Aim of the exercise
Copy all of the data below without altering a single line.

Natural language region descriptions

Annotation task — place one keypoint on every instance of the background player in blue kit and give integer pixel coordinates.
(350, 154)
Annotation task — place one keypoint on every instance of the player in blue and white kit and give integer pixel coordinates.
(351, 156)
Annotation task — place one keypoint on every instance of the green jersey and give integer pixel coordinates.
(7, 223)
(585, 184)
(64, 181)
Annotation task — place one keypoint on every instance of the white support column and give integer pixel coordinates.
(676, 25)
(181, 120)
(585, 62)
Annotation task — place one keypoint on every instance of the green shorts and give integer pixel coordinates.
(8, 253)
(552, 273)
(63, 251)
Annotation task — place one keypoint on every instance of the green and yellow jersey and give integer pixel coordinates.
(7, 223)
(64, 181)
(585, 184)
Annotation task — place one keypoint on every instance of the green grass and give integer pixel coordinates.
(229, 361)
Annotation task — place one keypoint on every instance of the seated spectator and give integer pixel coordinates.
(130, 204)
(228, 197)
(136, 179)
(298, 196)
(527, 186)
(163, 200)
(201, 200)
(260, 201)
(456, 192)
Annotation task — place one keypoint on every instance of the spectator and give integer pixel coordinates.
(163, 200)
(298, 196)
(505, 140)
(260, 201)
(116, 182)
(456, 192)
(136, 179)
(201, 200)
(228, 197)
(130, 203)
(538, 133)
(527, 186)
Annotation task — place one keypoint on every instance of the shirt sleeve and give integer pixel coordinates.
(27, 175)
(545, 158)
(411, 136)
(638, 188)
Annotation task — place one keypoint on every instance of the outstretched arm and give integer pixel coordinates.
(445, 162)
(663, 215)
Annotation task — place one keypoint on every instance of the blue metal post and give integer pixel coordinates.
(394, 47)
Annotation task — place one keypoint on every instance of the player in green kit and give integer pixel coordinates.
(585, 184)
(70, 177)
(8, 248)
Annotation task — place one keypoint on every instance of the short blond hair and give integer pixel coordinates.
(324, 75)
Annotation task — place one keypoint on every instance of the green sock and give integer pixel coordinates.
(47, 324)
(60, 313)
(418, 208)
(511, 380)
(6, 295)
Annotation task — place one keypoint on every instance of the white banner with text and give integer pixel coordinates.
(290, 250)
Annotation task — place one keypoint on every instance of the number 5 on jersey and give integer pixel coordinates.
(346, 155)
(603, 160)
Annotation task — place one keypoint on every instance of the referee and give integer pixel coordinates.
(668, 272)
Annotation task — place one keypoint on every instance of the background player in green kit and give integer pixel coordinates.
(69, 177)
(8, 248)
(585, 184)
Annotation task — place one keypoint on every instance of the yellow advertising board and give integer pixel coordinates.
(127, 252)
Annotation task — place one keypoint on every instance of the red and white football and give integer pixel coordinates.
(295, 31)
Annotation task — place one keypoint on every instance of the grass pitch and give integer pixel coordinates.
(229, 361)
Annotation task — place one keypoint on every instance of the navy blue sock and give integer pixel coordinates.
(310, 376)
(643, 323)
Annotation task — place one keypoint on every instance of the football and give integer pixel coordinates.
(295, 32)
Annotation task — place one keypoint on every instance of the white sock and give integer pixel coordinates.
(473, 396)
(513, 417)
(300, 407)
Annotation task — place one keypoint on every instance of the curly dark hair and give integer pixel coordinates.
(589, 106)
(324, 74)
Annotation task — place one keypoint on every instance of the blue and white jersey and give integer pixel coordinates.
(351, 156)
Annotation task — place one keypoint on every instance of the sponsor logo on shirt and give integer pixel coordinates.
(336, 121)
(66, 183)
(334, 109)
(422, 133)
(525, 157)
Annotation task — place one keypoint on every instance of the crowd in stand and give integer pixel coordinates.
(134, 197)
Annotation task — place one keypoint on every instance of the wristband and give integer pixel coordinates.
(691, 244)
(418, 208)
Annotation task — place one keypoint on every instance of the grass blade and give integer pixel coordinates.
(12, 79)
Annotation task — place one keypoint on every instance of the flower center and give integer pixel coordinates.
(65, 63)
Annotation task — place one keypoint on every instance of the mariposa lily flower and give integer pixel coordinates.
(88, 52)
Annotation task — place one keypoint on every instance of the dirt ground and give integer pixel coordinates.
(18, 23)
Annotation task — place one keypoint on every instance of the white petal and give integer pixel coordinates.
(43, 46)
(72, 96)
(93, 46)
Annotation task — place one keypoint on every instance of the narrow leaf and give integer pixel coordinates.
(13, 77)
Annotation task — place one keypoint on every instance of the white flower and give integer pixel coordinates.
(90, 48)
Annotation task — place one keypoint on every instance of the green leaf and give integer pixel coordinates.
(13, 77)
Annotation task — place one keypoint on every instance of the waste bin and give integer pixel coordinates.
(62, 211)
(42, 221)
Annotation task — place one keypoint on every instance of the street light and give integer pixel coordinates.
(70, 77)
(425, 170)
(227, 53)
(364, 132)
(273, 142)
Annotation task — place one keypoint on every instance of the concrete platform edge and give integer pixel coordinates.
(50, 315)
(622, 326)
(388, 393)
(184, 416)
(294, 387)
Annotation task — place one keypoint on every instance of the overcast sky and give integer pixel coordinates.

Response area
Annotation task — place one keypoint on every instance of the background player in blue kit and give integer pixel coordinates.
(350, 154)
Annotation task — place one keypoint on every instance of the player in blue and white kit and give integer pixel coordinates.
(351, 156)
Annotation task — place one keypoint on every instance of the green jersey and give integer pixel coordinates.
(7, 223)
(585, 184)
(64, 181)
Annotation task — place one keypoint on every instance of the white support column and give integer pixel coordinates.
(676, 25)
(181, 120)
(585, 62)
Annotation task — place one keypoint on every instance of the green shorts and give integer pixel coordinates.
(8, 253)
(552, 273)
(63, 251)
Annotation task — place one keypoint on every instance of the green and yellow jersey and give integer pixel coordinates.
(7, 223)
(64, 181)
(585, 184)
Annotation task — place one keypoint on every instance of the green grass and give integer pixel coordinates.
(229, 361)
Annotation task — place one keypoint on every instance of the seated spectator and give integer pixel coordinates.
(130, 204)
(228, 197)
(136, 179)
(298, 196)
(527, 186)
(163, 200)
(201, 200)
(260, 201)
(456, 192)
Annotation task — place one keypoint on every instance of the spectator and give integer pixel coordinates.
(163, 200)
(298, 196)
(505, 140)
(260, 201)
(116, 182)
(456, 192)
(136, 179)
(201, 200)
(228, 197)
(130, 203)
(538, 133)
(527, 186)
Annotation task — place one keypoint on every instance of the shirt sleeve and give integer pixel coordinates.
(27, 175)
(545, 158)
(411, 136)
(638, 188)
Annotation task — place one keypoint on every instance of the outstretched arm and give integer pixel coordinates.
(445, 162)
(663, 215)
Annotation task — place one keypoint on every instance of the blue metal post and give integer pixel coordinates.
(394, 47)
Annotation task — place one keypoint on every instance of the player in green kit and give integer pixel coordinates.
(585, 184)
(70, 177)
(8, 248)
Annotation task — place one keypoint on every instance of the short blond hair and give integer pixel coordinates.
(324, 75)
Annotation task — place one keypoint on every instance of the green sock and give integer pixel coordinates.
(47, 324)
(60, 313)
(418, 208)
(511, 380)
(6, 295)
Annotation task — place one keypoint on every instance of the white banner with text and give integer pixel coordinates.
(290, 250)
Annotation task — place one keypoint on every instance of the number 5 on jersey and give integer pixel coordinates.
(346, 155)
(603, 160)
Annotation task — place one keypoint on every instance of the referee and give integer pixel coordinates.
(668, 272)
Annotation task — place one keypoint on every instance of the background player in green kit and give integer pixel coordinates.
(69, 177)
(8, 248)
(585, 184)
Annotation task — place one keypoint on every instance of the yellow advertising board and give integer pixel coordinates.
(127, 252)
Annotation task — place one keypoint on every instance of the red and white football and give integer pixel coordinates.
(295, 31)
Annotation task — place one keypoint on every instance of the grass pitch and give integer pixel coordinates.
(229, 361)
Annotation task — place one keypoint on every instance of the navy blue sock and give integer pixel coordinates.
(310, 376)
(643, 323)
Annotation task — place one keypoint on every instance of the football and give integer pixel coordinates.
(295, 32)
Annotation task — place one keypoint on every instance of the white sock and give integer pixel coordinates.
(473, 396)
(513, 417)
(300, 407)
Annotation task — place one keypoint on every instance of the curly dark hair and give integer pixel coordinates.
(589, 106)
(324, 74)
Annotation task — place one keypoint on every instance of the blue and white jersey and give integer pixel coordinates.
(351, 156)
Annotation task — place one keypoint on every instance of the sponsor logo on shirt and give integer pixel coordinates.
(336, 121)
(66, 183)
(334, 109)
(422, 133)
(525, 157)
Annotation task — place one keypoint on every instance of the crowd in stand and give integer pixel coordinates.
(134, 197)
Annotation task — place one keypoint on every instance of the wristband and give integer pixel coordinates.
(691, 244)
(418, 208)
Annotation task — place one keypoint on every instance of the grass blade and give integer pixel coordinates.
(12, 79)
Annotation task — place one keypoint on every instance of the flower center and give integer pixel coordinates.
(65, 63)
Annotation task — place one keypoint on every instance of the mariposa lily flower and give integer pixel coordinates.
(88, 52)
Annotation task — place one keypoint on every instance of the dirt ground and give integer pixel coordinates.
(18, 23)
Annotation task — place one keypoint on every instance of the white petal and give integer pixel coordinates.
(43, 46)
(72, 96)
(93, 46)
Annotation task — place one keypoint on every instance of the narrow leaf and give integer pixel coordinates.
(13, 77)
Annotation task — place one keypoint on every instance of the white flower and give integer pixel coordinates.
(90, 48)
Annotation task — place one keypoint on every instance of the green leaf and give integer pixel coordinates.
(13, 77)
Annotation task — place one keypoint on every instance of the waste bin and give integer pixel coordinates.
(62, 211)
(42, 221)
Annotation task — place one keypoint on every instance of the street light and give integer pixel coordinates.
(70, 77)
(425, 170)
(227, 53)
(364, 132)
(273, 142)
Annotation task — place one keypoint on every instance of the concrete platform edge and give integer pixel coordinates.
(50, 315)
(622, 326)
(388, 393)
(184, 416)
(294, 387)
Annotation task — place one keypoint on every instance of the overcast sky and give integer pixel coordinates.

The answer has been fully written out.